En la página de legales de las últimas ediciones de Dahl aparece el siguiente texto, con potencial para hacer sonrojar a cualquier tirano de distopía real o ficticia: “Las maravillosas palabras de Roald Dahl pueden transportarte a diferentes mundos y presentarte los más fantásticos personajes. Este libro fue escrito hace muchos años, y por tanto revisamos regularmente el lenguaje para asegurar que pueda seguir siendo disfrutado por todos hoy”.

El pasado ya no es, como quería L. P. Hartley, un país extranjero donde las cosas se hacen diferente: es una comarca atrasada y avergonzante que sólo se puede visitar con el salvoconducto de un riguroso proceso de desinfección y limpieza. El pasado no puede ser abordado en sus propios términos, sino que debe ser blanqueado a la cal.

------------------------------------------------------------

• **EJERCICIOS**:
[1] Indica si cada afirmación concuerda con el fragmento sobre las ediciones de Roald Dahl y responde sí o no, citando literalmente las palabras del fragmento que lo deciden. (a) La página de legales afirma que el libro fue escrito hace muchos años. (b) L. P. Hartley describió el pasado como una comarca atrasada y avergonzante. (c) El fragmento sostiene que el pasado puede abordarse en sus propios términos.
[2] Prosigue el fragmento sobre las ediciones de Roald Dahl a partir de su última oración.

------------------------------------------------------------

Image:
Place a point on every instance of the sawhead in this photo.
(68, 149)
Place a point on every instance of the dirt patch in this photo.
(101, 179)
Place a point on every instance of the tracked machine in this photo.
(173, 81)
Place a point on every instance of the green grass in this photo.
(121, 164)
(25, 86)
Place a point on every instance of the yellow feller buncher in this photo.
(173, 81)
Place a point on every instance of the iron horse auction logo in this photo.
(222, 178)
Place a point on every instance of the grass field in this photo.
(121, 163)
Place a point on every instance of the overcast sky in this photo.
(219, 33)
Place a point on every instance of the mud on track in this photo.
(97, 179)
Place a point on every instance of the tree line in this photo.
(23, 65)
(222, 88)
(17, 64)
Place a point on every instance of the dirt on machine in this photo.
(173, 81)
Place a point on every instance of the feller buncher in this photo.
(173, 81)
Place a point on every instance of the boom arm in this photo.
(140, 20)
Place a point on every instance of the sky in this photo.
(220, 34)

------------------------------------------------------------

• **RESPUESTAS**:
[1]
(a) Sí: «Este libro fue escrito hace muchos años».
(b) No: «El pasado ya no es, como quería L. P. Hartley, un país extranjero donde las cosas se hacen diferente».
(c) No: «El pasado no puede ser abordado en sus propios términos».

[2]
En la misma línea, la editorial Harper Collins anunció que las novelas de Agatha Christie han sido revisadas y expurgadas para eliminar términos potencialmente ofensivos. Referencias a la religión judía de un personaje o al “estilo gitano” de otro han sido obliteradas. También se ha recortado un pasaje donde un personaje exclama que le dan asco los ojos y las narices de los niños.

Mississippi en llamas.
La suerte que están corriendo Dahl y Christie ya le había tocado a Mark Twain y su dúo de muchachos aventureros, Tom Sawyer y Huckleberry Finn. Son libros icónicos que han forjado el amor por la literatura de varias generaciones de niños lectores, y cuya sostenida vigencia quizá se deba a que, como observaba Borges, “Huckleberry Finn no quiere otra cosa que copiar unos hombres y su destino”.

Hace más de diez años, algún iluminado decidió publicar una edición de esta obra de Twain donde la palabra “nigger” —término peyorativo comúnmente usado en los estados del sur de los EEUU para referirse a las personas negras— era sustituida por “esclavo”. Poco importó que los dos términos no fueran sinónimos (en aquella época no todos los negros eran esclavos, ni, por cierto, todos los esclavos eran negros, en parte debido a la brutal práctica de los amos blancos de violar a las mujeres africanas, de cuyos hijos eran por ley propietarios).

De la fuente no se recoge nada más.